Problem: Take the line that contains "Target: reddish leaf" as the first line and the final line of the records as the last; return exactly those lines and the lines between.

Records from a collection:

⟨

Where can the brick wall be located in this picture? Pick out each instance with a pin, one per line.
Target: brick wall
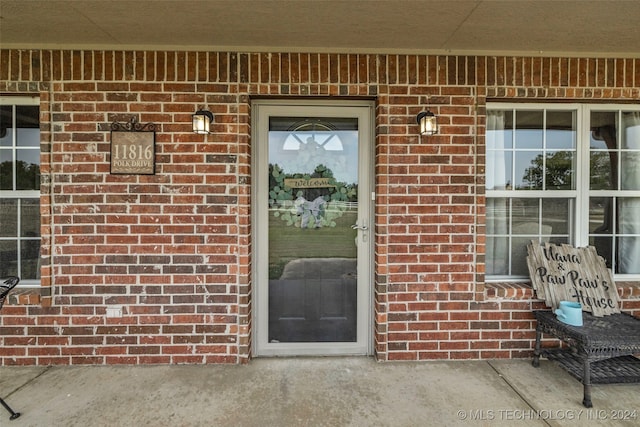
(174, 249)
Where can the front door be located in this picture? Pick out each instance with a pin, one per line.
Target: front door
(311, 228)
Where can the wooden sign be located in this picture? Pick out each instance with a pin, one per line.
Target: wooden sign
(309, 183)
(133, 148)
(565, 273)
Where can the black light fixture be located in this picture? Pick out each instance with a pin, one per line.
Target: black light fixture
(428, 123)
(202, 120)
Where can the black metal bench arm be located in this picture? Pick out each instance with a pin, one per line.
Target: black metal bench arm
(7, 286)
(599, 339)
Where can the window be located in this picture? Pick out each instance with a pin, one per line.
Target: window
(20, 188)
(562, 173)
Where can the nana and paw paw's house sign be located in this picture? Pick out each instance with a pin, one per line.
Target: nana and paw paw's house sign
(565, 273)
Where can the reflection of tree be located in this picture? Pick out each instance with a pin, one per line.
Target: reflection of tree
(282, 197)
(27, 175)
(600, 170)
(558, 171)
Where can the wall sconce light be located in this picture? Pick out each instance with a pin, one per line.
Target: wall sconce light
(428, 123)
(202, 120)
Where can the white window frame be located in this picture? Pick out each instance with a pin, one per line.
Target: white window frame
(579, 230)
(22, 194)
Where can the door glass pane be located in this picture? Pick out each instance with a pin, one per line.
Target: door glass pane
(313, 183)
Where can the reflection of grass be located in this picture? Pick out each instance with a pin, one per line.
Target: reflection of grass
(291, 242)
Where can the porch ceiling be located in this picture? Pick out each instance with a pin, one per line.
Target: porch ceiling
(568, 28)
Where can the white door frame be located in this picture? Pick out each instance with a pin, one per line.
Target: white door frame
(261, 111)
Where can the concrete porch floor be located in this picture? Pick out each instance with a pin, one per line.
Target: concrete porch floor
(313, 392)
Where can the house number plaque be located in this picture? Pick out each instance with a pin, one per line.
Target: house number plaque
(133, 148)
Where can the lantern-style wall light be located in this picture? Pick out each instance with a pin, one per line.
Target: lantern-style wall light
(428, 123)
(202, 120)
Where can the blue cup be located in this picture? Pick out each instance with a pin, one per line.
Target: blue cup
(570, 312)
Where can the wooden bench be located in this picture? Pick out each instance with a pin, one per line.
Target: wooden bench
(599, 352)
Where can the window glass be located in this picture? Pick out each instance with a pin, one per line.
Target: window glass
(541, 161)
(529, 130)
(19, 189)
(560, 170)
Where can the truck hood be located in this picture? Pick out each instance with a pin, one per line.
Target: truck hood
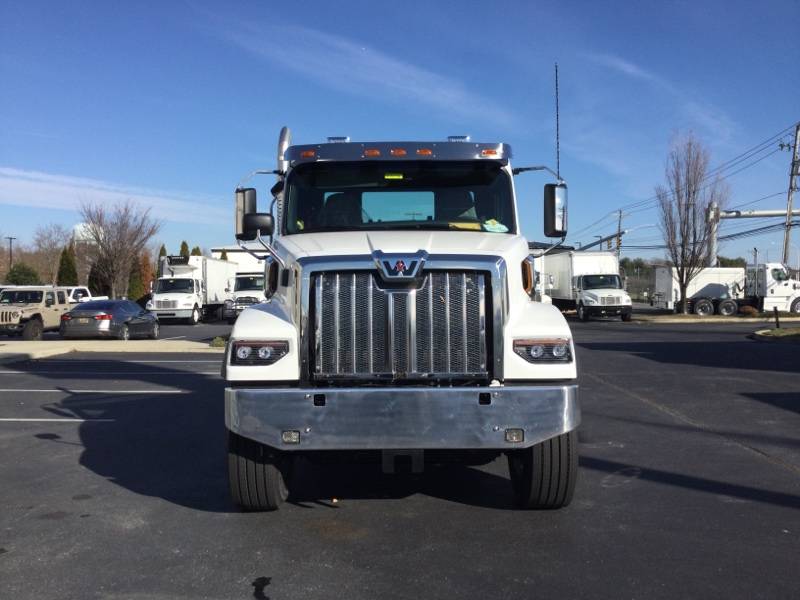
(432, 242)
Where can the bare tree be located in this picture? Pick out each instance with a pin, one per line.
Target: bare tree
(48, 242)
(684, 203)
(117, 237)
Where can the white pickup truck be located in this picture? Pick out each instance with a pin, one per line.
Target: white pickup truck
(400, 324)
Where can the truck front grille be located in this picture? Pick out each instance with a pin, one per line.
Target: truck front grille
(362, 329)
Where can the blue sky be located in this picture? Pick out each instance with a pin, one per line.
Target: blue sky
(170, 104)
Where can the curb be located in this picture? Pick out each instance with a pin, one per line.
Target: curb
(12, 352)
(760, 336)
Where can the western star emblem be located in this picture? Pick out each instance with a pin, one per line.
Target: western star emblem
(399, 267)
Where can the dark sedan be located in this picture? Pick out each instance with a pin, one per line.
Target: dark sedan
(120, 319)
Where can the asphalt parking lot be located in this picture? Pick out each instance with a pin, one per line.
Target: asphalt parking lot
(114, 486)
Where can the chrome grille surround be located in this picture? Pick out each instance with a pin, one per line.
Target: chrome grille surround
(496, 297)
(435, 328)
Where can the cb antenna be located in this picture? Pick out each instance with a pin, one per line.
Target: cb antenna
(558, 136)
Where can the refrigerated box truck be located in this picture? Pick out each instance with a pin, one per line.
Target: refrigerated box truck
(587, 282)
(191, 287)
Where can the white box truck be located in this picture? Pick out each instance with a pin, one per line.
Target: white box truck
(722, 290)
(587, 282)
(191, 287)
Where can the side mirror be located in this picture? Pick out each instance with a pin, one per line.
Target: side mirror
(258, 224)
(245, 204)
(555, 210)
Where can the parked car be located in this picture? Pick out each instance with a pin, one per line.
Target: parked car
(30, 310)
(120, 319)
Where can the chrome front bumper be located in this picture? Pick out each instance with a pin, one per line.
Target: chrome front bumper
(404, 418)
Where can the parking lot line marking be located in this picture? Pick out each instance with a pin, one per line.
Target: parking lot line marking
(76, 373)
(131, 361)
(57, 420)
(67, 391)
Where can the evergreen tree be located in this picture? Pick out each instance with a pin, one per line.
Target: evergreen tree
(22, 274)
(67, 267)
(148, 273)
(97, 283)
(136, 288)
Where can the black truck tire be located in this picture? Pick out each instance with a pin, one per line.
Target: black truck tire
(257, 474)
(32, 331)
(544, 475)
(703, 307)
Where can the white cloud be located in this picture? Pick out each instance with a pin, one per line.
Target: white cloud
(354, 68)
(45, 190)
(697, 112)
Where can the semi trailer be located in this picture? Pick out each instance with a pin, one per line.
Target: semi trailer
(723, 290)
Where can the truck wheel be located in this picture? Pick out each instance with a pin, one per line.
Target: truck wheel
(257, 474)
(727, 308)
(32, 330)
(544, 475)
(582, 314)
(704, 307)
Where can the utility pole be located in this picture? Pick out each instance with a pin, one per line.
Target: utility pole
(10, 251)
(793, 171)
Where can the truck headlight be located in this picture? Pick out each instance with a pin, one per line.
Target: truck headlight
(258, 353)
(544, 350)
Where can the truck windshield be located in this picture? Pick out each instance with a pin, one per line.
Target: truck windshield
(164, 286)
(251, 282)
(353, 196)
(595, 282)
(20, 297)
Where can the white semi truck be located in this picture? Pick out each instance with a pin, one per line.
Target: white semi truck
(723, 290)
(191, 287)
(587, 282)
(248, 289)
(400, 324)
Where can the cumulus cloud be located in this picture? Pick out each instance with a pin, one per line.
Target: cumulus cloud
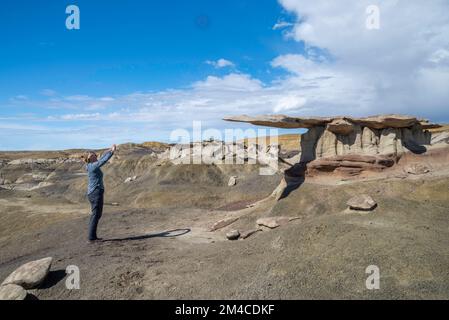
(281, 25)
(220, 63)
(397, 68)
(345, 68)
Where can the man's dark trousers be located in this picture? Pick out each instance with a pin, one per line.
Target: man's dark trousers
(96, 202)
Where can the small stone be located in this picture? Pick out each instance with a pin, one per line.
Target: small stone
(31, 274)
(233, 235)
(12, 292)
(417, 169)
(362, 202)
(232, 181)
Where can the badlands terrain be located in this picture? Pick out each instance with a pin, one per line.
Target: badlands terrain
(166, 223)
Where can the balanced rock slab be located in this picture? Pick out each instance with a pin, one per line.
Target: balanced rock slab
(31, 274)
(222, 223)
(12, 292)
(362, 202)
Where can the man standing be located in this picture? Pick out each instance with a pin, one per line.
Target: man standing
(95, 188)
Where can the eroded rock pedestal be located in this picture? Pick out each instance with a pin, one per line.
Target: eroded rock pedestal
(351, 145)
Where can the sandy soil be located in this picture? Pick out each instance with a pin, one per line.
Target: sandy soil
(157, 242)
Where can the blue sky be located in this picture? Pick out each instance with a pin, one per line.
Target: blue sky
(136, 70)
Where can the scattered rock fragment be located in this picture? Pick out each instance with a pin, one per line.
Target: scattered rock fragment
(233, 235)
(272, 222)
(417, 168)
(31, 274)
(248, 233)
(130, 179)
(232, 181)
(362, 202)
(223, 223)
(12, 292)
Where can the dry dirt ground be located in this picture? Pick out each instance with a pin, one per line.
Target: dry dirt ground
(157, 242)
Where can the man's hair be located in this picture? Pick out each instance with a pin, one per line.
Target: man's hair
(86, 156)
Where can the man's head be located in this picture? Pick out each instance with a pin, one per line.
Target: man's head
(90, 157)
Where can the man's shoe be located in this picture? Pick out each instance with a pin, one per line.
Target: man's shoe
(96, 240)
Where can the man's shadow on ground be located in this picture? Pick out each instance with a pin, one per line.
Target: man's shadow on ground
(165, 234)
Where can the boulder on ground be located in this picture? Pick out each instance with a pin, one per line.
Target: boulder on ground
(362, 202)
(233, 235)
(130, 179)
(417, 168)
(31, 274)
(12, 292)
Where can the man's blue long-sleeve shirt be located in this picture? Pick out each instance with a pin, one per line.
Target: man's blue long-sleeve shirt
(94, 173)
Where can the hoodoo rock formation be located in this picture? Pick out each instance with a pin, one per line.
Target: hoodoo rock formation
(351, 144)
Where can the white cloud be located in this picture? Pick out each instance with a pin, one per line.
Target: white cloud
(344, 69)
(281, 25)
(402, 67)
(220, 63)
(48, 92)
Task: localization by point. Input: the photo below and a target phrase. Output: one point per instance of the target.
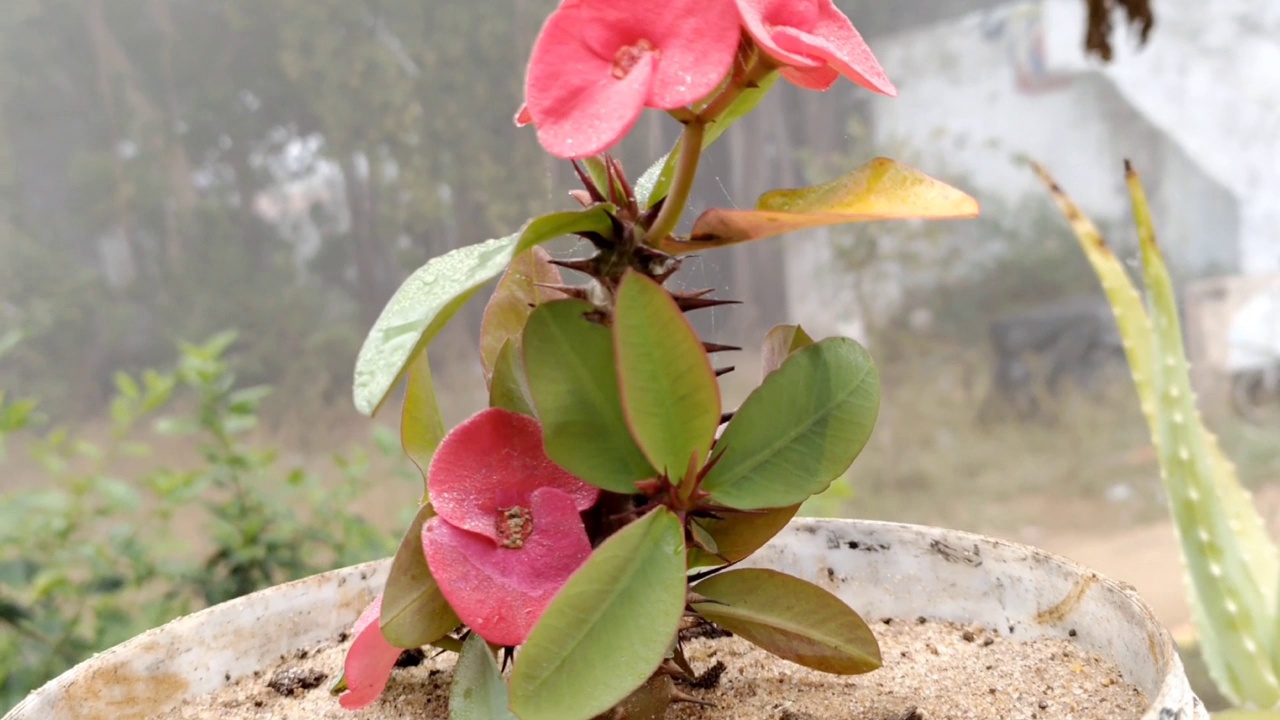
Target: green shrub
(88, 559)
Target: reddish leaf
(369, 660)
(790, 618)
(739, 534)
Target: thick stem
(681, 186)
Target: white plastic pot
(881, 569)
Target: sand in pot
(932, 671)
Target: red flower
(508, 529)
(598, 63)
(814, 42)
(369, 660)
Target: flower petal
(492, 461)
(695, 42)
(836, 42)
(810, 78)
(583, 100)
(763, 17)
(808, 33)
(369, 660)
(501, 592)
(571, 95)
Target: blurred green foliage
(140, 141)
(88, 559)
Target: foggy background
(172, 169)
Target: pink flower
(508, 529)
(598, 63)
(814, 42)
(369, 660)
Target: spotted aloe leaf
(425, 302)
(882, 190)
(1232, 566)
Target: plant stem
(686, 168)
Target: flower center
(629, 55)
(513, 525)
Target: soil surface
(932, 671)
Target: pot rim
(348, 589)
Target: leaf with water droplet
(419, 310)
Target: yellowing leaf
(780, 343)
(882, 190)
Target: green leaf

⟩

The output:
Target: reddish leaf
(369, 660)
(790, 618)
(739, 534)
Target: thick stem
(681, 186)
Target: white plastic pot
(881, 569)
Target: sand in pot
(932, 671)
Target: red flower
(508, 529)
(598, 63)
(814, 42)
(369, 660)
Target: flower petal
(492, 461)
(695, 42)
(836, 42)
(810, 78)
(583, 100)
(763, 17)
(808, 33)
(369, 660)
(501, 592)
(571, 95)
Target: blurred green foliage
(140, 141)
(88, 559)
Target: foggy background
(172, 169)
Target: pink flower
(508, 529)
(598, 63)
(814, 42)
(369, 660)
Target: spotted aloe leaf
(425, 302)
(882, 190)
(1232, 566)
Target: plant stem
(686, 168)
Target: flower center
(629, 55)
(513, 525)
Target: soil surface
(932, 671)
Target: pot rim
(348, 589)
Target: leaf with water droplet
(419, 310)
Target: yellowing leaf
(780, 343)
(882, 190)
Target: green leaf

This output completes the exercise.